Please retype the listing below, matching every line exactly.

══════

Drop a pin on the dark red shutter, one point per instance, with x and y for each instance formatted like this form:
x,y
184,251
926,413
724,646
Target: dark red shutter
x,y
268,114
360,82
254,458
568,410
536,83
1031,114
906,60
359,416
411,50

══════

* [Result]:
Drop a pin on the dark red shutter, one point per instance, with x and y for each instance formatted like this form:
x,y
184,251
926,413
724,646
Target: dark red shutter
x,y
268,114
360,82
254,458
568,410
536,83
1031,114
906,60
359,416
411,50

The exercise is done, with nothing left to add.